● **Exercise objective**: Write the next part of the news article below about the PIAA's new transfer rule, picking up right after its last sentence.

The PIAA passed a new rule Wednesday in State College that is its answer to the complaints across the state about increased transfers for perceived athletic benefit.

Athletes who transfer from one school to another any time following their ninth-grade year will be eligible to play in the regular season but not in their first postseason at the new school. The new policy, which passed in a 26-2 vote, will go into effect on Aug. 6.

“Let’s say our daughter transferred to Penn Cambria from another school on Aug. 7,” District 6 Chairman William Marshall said. “If she played three sports, she could play in the regular season but would be ineligible for each postseason in that first year.”

If the athlete transfers in November following playing a fall sport, the athlete would be ineligible for any winter or spring postseasons that season at their new school and ineligible for the fall postseason the next year before finally being allowed to play that next winter.

Transfers while students are still in ninth grade or below will not face the postseason ban.

Marshall clarified that a ninth grader is considered so until the school’s last official day of school. He said at his school, Penn Cambria, a ninth-grade student is automatically promoted to 10th grade following that day.

There will be exceptions to the rule, but Marshall said the new transfer rule is much more black and white.

● **Recorded information**:

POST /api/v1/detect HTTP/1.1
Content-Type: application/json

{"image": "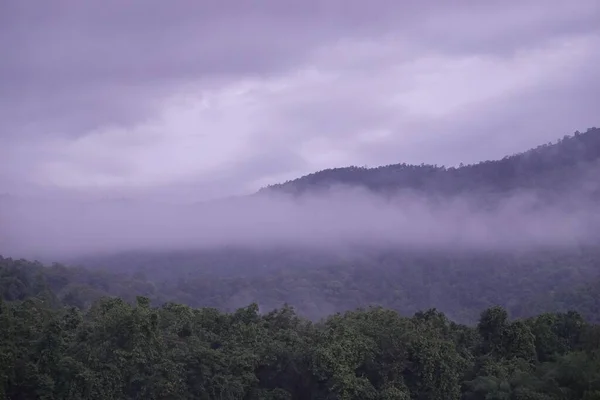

● **Result of this exercise**:
“Transfers for academic, developmental, spiritual and or social reasons will face the postseason ban,” Marshall said. “They must show the transfer was necessitated by exception and unusual circumstances beyond reasonable control of the student’s family.”

So what exactly does that mean?

“The last statement is something like a change in residence, necessitated by change of employment of parent, which may qualify as an exception,” Marshall said. “There will be more specific criteria once the policy is actually posted.”

Another change is that while the District 6 committee will still hear local transfer requests, if there’s any uncertainty on possible exceptions to the postseason ban, it will be sent to a PIAA committee for a final decision.

Transfers from public schools to private schools have fueled a heated debate about whether or not to hold separate playoffs in football and boys and girls basketball recently.

“To me, this doesn’t have anything to do with public or private,” Marshall said. “We had a lot of transfer hearings in District 6 where it was thought to be athletic intent, but it was hard to show that. Obviously now when parents are made aware of this, they will have to weigh in on how important postseason play is to them. People will give great consideration over if they really want to transfer.”

Superintendents from more than 115 schools will meet on Tuesday in State College to discuss that debate and try to come up with resolutions to the issues. When asked about the potential new transfer rule last week, Central Cambria Superintendent Jason Moore implied it wouldn’t help the situation even if it passed.

“It’s a Band-Aid on a bullet wound,” said Moore, one of the organizers of Tuesday’s meeting, in an interview with the Mirror last week. “The PIAA and (Executive Director) Dr. (Robert) Lombardi are just doing something for the sake of doing something.”

The PIAA also approved a plan to install a competition formula system for basketball and football that won’t go into place until the 2020-21 season at the earliest. Under that system, teams could be forced to move up in classification if they win too many championships or bring in too many transfers over a certain period of time.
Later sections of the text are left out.